_Extract provided_.
Junior’s legend will live on

It was talent, quite simply, that propelled Ken Griffey Jr. to the top of the baseball world.

It was his radiant personality that won our hearts.

Together, they created a sports phenomenon the likes of which this region may never see again.

That infectous smile. The rare ability to challenge tradition without seeming disrespectful. (Wearing his ballcap backwards during batting practice set a trend for a generation.) The unabashed love for a game that is such a central part of the American experience.

In a region that had rarely been more than a blip on the national sports radar, Griffey was the first true megastar — that rare blend of skill and charisma that cooks up a legend.

That his career ended without the spectacle that marked its beginning (he homered on his first swing in Seattle on April 10, 1989) doesn’t diminish any of that. Junior’s legend will only grow as his No. 24 is retired by the Mariners, and as he all but certainly enters the Hall of Fame in 2016 — the first year he’ll be eligible.

That legend needn’t be embellished. He hit 630 career home runs, fifth-highest all-time, even though the later years of his career were plagued by injury. The superhuman catches he made against center-field fences at the Kingdome and elsewhere will be recounted by grandparents who saw them as kids.

_Problem_. In the editorial on Ken Griffey Jr., on what date did he homer on his first swing in Seattle?

_Material supplied_.
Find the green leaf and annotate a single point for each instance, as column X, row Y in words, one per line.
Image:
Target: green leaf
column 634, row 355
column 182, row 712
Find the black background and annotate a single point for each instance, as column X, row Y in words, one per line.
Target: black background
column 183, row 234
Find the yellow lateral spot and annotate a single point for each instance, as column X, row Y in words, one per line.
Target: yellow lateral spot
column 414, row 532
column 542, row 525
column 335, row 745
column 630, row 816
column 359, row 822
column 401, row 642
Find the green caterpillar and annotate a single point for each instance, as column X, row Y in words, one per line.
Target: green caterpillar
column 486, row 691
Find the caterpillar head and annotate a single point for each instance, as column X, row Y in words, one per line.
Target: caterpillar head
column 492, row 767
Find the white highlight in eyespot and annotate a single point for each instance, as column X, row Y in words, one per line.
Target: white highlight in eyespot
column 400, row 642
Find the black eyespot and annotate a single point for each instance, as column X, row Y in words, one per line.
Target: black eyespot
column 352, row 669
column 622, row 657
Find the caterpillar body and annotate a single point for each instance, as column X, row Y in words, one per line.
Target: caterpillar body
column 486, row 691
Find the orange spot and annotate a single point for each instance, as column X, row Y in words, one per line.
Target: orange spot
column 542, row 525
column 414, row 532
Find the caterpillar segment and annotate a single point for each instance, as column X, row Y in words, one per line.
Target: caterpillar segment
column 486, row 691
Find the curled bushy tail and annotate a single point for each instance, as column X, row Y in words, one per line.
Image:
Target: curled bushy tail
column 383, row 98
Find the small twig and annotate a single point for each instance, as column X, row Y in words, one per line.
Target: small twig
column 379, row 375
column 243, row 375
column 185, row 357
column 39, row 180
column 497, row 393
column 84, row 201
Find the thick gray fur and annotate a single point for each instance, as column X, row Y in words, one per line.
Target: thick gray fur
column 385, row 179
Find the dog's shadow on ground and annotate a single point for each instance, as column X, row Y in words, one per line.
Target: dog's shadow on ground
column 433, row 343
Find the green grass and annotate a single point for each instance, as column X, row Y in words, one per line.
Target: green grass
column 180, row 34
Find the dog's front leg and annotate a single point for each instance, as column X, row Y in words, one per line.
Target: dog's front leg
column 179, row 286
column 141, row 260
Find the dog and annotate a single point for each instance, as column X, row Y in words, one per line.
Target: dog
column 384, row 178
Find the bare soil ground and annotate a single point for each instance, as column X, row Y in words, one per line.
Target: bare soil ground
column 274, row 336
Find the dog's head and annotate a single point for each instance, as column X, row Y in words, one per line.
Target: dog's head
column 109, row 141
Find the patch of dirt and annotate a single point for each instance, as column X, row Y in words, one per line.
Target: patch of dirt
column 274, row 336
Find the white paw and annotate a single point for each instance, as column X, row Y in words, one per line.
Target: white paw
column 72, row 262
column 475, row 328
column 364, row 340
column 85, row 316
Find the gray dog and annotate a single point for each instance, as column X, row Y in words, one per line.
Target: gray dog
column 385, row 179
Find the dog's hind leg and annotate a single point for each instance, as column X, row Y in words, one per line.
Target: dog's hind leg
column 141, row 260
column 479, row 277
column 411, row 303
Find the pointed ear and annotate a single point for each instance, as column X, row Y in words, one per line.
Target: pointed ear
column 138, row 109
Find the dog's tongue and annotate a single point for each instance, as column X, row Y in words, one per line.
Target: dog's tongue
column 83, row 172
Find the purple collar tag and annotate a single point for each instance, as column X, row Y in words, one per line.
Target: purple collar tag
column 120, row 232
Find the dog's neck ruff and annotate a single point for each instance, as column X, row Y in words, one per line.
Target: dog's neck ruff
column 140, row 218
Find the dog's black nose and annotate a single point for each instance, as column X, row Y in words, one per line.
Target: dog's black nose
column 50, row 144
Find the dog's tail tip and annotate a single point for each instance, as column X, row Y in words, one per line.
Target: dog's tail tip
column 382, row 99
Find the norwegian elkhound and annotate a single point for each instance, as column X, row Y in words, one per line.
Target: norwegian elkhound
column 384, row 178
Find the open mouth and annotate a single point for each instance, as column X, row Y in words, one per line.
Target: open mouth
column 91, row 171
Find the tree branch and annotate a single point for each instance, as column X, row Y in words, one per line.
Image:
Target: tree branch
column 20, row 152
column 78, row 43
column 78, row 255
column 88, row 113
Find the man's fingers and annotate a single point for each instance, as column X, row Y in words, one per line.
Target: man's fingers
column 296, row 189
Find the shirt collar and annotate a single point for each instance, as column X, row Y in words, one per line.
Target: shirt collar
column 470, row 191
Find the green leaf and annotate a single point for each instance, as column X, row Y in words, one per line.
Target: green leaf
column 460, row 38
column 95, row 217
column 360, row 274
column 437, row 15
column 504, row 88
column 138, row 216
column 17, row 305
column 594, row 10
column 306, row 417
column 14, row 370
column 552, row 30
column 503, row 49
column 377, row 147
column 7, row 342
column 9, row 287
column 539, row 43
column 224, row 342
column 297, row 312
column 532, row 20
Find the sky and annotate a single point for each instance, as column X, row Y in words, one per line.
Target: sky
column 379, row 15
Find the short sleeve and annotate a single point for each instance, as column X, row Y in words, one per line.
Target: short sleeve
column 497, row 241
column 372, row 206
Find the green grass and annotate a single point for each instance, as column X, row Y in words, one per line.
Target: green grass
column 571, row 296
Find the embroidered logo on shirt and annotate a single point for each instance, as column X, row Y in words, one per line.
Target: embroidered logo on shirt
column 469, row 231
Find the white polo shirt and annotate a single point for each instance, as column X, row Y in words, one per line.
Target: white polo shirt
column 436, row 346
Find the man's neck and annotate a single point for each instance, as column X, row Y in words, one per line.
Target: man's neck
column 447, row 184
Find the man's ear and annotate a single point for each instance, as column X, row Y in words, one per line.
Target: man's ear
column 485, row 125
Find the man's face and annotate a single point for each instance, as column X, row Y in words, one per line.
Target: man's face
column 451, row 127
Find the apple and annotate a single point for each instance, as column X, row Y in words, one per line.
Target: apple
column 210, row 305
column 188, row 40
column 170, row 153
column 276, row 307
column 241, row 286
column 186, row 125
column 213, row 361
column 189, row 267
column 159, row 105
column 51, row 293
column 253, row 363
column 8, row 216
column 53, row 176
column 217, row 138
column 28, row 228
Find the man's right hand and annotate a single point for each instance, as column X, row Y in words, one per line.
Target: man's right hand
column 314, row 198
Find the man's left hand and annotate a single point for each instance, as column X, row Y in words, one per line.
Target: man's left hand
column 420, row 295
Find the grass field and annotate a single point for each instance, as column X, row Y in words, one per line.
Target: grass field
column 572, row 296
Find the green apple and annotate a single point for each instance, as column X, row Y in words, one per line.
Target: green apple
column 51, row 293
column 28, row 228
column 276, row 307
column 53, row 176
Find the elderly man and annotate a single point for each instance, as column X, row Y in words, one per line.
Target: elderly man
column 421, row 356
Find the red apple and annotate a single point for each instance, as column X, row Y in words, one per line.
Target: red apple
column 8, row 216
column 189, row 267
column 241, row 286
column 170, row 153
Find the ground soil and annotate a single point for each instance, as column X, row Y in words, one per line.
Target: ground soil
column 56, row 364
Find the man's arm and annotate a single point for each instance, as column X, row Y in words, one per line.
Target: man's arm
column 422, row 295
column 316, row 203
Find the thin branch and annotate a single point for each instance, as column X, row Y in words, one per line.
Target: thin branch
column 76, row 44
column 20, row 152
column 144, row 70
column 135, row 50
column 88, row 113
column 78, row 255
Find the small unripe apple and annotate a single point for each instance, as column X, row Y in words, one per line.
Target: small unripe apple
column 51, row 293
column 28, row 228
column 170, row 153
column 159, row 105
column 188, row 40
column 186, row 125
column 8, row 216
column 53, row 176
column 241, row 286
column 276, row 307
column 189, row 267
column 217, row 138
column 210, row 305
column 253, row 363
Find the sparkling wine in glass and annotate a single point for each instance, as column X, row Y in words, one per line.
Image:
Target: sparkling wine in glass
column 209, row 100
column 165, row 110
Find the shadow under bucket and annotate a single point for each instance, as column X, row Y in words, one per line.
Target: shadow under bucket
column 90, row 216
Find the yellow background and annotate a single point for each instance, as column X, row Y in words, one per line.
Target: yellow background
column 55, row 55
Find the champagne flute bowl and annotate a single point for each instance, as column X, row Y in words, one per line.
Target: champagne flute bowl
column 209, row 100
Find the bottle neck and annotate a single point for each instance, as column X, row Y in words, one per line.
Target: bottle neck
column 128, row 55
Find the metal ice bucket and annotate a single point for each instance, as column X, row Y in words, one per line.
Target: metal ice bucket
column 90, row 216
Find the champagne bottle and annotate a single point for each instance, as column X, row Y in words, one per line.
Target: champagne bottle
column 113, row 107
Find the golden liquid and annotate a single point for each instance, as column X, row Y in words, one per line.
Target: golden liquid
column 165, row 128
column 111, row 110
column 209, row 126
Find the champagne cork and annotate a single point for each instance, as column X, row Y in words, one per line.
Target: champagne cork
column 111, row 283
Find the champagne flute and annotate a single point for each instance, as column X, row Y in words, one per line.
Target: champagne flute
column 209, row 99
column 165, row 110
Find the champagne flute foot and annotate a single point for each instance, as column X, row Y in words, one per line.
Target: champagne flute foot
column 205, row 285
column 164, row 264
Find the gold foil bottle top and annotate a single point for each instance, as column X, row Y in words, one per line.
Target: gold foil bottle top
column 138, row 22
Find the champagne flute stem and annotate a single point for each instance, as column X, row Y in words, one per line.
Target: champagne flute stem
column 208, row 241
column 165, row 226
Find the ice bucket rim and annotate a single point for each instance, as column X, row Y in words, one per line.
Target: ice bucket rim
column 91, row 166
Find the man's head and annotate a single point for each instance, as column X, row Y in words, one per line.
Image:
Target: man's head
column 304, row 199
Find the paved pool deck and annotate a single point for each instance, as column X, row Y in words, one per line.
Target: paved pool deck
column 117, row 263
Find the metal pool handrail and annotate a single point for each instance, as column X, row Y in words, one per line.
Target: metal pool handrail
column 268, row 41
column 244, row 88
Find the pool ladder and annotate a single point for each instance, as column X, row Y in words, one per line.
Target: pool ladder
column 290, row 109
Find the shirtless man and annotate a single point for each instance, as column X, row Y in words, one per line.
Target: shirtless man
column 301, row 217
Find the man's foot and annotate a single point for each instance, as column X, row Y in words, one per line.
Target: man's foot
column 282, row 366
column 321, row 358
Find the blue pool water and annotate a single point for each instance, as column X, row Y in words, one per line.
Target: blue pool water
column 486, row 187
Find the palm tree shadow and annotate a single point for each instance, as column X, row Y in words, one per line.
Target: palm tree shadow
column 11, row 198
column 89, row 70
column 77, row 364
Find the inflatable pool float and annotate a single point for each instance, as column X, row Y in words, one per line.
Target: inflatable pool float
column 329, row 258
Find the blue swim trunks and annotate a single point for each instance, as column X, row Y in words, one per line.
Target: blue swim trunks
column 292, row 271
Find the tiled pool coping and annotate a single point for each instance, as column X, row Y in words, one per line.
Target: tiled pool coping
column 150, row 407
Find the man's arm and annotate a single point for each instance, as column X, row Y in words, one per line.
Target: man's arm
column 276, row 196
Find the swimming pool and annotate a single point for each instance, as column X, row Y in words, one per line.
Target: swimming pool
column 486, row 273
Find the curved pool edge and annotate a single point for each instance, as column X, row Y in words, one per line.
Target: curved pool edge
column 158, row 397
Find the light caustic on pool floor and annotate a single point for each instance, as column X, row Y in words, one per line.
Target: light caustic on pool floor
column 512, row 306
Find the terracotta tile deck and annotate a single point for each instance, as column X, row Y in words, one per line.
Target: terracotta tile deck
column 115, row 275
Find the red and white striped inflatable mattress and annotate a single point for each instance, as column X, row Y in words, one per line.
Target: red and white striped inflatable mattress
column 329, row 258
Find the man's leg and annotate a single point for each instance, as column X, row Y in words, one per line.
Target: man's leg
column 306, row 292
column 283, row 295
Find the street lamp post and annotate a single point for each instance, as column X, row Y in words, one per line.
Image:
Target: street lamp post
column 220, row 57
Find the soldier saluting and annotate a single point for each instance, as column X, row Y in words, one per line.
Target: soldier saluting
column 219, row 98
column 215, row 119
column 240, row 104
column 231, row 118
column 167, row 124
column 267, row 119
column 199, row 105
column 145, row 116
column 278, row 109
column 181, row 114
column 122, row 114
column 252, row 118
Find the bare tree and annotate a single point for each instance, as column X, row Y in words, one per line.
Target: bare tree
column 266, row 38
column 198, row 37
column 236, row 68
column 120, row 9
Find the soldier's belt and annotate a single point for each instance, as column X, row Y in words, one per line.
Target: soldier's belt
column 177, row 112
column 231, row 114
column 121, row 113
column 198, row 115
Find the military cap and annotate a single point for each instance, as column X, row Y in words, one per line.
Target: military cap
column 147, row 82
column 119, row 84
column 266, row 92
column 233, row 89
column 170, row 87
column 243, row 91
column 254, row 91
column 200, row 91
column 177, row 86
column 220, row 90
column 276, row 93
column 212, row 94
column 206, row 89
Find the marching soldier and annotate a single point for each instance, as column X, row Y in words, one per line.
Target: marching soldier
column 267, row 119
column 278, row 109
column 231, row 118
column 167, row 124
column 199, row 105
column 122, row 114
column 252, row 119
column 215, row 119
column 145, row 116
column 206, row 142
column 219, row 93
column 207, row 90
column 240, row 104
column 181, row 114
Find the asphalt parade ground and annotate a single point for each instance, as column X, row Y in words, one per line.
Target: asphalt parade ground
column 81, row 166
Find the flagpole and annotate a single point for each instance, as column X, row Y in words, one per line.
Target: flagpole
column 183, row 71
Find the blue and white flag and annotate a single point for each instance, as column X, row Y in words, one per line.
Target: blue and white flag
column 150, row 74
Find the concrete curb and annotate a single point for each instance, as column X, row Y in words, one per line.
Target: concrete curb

_Response to the exercise_. April 10, 1989